• _EXCERPT TO READ_
□ □ □ □ □
Get all your news in one place.
100’s of premium titles.
One app.
Start reading
The Guardian - AU
The Guardian - AU
National
Martin Farrer and Daniel Hurst

Aukus pact will turn Australia into ‘51st state’ of the US, Paul Keating says

Former prime minister Paul Keating raises his finger as he speaks
Former prime minister Paul Keating says Australia doesn’t need to be ‘hanging out of the Americans’ backside’. Photograph: Mick Tsikas/AP

Australia’s participation in the Aukus defence pact risks handing military control of the country to Washington and becoming the “51st state of the United States”, according to former prime minister Paul Keating.

Speaking on ABC’s 7.30 on Thursday night, Keating argued that Australia had made itself a target for aggression by joining the military alliance with the US and the UK in implicit opposition to China’s growing power in the Asia Pacific region.

Australia had no quarrel with China, Keating said, and concerns about China’s designs on Taiwan were not justified because the island was “Chinese real estate”.

“Taiwan is not a vital Australian interest,” he said, adding that the American attitude to Taiwan was like China deciding that Tasmania needed help to secede from Australia.

“What Aukus is about in the American mind is turning [Australia into suckers], locking us up for 40 years with American bases all around … not Australian bases,” he said.

“So Aukus is really about, in American terms, the military control of Australia. I mean, what’s happened … is likely to turn Australia into the 51st state of the United States.”

Keating told the show’s presenter, Sarah Ferguson: “We’re now defending the fact that we’re in Aukus.

“If we weren’t in Aukus, we wouldn’t need to defend it. If we didn’t have an aggressive ally like the United States – aggressive to others in the region – there’d be nobody attacking Australia. We are better left alone than we are being ‘protected’ by an aggressive power like the United States.

“Australia is capable of defending itself.

“There’s no way another state can invade a country like Australia with an armada of ships without it all failing. I mean, Australia is quite capable of defending itself. We don’t need to be basically a pair of shoes hanging out of the Americans’ backside.”

Keating, a longstanding opponent of Labor’s support for the pact, said Australia had not been threatened by China, whose expanding military presence, he said, was in line with its position as the world’s second superpower.
□ □ □ □ □
• _AIM_
Decide whether each statement below agrees with the article on Paul Keating's Aukus remarks, answering yes or no and quoting the words of the article that settle it: (a) Keating called Taiwan a vital Australian interest. (b) Keating made his remarks on ABC's 7.30 on Thursday night. (c) Keating maintained that Australia can defend itself.
□ □ □ □ □
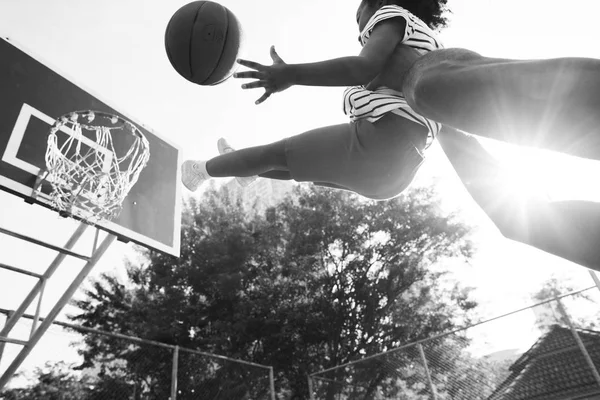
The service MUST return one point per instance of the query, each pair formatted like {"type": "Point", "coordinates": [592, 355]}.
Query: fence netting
{"type": "Point", "coordinates": [549, 348]}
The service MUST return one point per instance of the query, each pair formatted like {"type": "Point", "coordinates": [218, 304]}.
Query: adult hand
{"type": "Point", "coordinates": [273, 78]}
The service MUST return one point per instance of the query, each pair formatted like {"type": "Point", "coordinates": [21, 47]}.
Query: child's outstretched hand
{"type": "Point", "coordinates": [274, 78]}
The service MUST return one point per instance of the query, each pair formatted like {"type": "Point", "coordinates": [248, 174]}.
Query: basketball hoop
{"type": "Point", "coordinates": [89, 179]}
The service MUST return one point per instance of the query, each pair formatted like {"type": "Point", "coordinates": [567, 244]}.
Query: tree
{"type": "Point", "coordinates": [53, 382]}
{"type": "Point", "coordinates": [321, 279]}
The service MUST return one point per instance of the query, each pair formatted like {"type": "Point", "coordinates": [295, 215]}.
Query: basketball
{"type": "Point", "coordinates": [202, 41]}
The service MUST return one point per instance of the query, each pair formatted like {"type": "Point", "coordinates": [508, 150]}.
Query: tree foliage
{"type": "Point", "coordinates": [322, 279]}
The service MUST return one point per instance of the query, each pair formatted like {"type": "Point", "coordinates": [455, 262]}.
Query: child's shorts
{"type": "Point", "coordinates": [376, 160]}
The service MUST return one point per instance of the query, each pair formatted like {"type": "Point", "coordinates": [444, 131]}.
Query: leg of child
{"type": "Point", "coordinates": [376, 160]}
{"type": "Point", "coordinates": [250, 161]}
{"type": "Point", "coordinates": [551, 104]}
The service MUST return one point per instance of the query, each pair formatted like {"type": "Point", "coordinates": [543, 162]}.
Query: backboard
{"type": "Point", "coordinates": [32, 96]}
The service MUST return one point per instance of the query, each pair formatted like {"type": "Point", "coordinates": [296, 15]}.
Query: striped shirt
{"type": "Point", "coordinates": [362, 103]}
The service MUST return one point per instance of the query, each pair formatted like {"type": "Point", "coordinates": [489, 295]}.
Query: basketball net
□ □ □ □ □
• _THE ANSWER_
(a) No: "Taiwan is not a vital Australian interest"
(b) Yes: "Speaking on ABC’s 7.30 on Thursday night"
(c) Yes: "Australia is capable of defending itself."